Text:
◇ ◇ ◇

From his Facebook page:
Путин, введи войска! #putinvvedivoiska
(Putin, send in the army!)
I spent a day with Alexandr Dugin some two weeks ago. His lecture in Helsinki was a huge success.
@EVERYBODY: please read the translation of the transcript of the show Politics with Peter Tolstoi made by Petri Krohn and posted here:
https://www.facebook.com/notes/truth-about-situation-in-ukraine/ukraine-how-to-stop-the-bloodshed/1508127859410561
There are some very well informed and sharp guests on this show, so a big THANK YOU to Petri Krohn for the translation!
The Saker
@ Nora,
Q: Am I just drawing a blank? Have we, ever?
R: No, you’re not. I wish I Had the stomach to lie to you and tell you otherwise. We’ve maimed and killed so many people, all the time claiming to liberate one thing or another, that it make me puke over and over again when I see all those mo-fus [pardon my language] out there lying through their teeth.
The Battle of the Bulge tells you what would have happened if Germany’s forces wouldn’t have been wasted in the East. Like you, I was told/taught that ‘we’ won the war, that ‘we’ were the decisive factor in a just outcome of the ‘war effort.’
Good won over evil… until you start reading article 19 and 21 of the Nuremberg Trial Proceedings Vol. 1
Charter of the International Military Tribunal
19) The Tribunal shall not be bound by technical rules of evidence.
21) The Tribunal shall not require proof of facts of common knowledge but shall take judicial notice thereof.
If ‘you’ keep this in mind, it explains why Putin ‘annexed’ Crimea, but no the ‘Ukraine.’
I am convinced Russia will not attack anything outside its territory. The costs more than outweigh any benefits.
To Petri Krohn:
What type of people go listen to Dugin’s lectures?
I believe they are mostly European nationalists, but of a different breed of what we are used to see.
The Russian economy depend on the both the oil price (and gas price) and the market access. After 9.11 USA have decided to become independent of energy import. This was made possible by a huge increase in the oil price and the extraction of shale oil. The oil price have now been high for so long time that there have been made to much investment in new production capacity. The oil price will crash unless some producers is hindered access to the market. By hindering Russian access to the European energy market USA kills to birds with one stone. They keep the price of oil up (and thus help the US shale oil industry) and they open up Europe for US LNG. As a extra bonus they inflict damage to Russia and Putin.

◇ ◇ ◇

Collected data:
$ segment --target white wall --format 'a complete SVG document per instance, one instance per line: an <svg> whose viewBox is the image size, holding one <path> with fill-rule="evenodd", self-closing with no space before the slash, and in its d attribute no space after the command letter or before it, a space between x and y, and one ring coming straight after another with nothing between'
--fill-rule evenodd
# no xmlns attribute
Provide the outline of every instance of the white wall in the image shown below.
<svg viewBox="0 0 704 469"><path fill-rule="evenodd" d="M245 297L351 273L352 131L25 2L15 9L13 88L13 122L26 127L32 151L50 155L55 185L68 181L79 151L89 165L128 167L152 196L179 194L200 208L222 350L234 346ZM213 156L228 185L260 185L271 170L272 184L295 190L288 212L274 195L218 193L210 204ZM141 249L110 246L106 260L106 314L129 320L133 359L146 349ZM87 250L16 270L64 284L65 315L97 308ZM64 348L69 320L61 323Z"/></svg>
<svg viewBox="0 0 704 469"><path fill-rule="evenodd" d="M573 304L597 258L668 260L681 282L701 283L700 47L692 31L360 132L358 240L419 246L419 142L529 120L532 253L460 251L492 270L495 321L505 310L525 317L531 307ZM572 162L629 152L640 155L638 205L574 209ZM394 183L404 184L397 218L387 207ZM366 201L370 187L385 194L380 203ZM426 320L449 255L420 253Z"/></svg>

◇ ◇ ◇

What you will do:
1. Please return the comment thread's text from "If ‘you’ keep" up to and including "used to see.", copied word for word.
2. Rewrite the comment thread's paragraph beginning "The Russian economy depend on" as a short bulleted list that keeps its main facts.

Responses by task:
1.
If ‘you’ keep this in mind, it explains why Putin ‘annexed’ Crimea, but no the ‘Ukraine.’
I am convinced Russia will not attack anything outside its territory. The costs more than outweigh any benefits.
To Petri Krohn:
What type of people go listen to Dugin’s lectures?
I believe they are mostly European nationalists, but of a different breed of what we are used to see.

2.
- Russia's economy depends on oil and gas prices and on market access.
- After 9.11 the USA decided to become independent of energy imports, made possible by a huge rise in the oil price and the extraction of shale oil.
- The oil price has been high so long that too much has been invested in new production capacity.
- The oil price will crash unless some producers are kept from the market.
- By blocking Russian access to the European energy market, the USA keeps the oil price up, helping its shale oil industry, and opens Europe to US LNG.
- As an extra bonus, this damages Russia and Putin.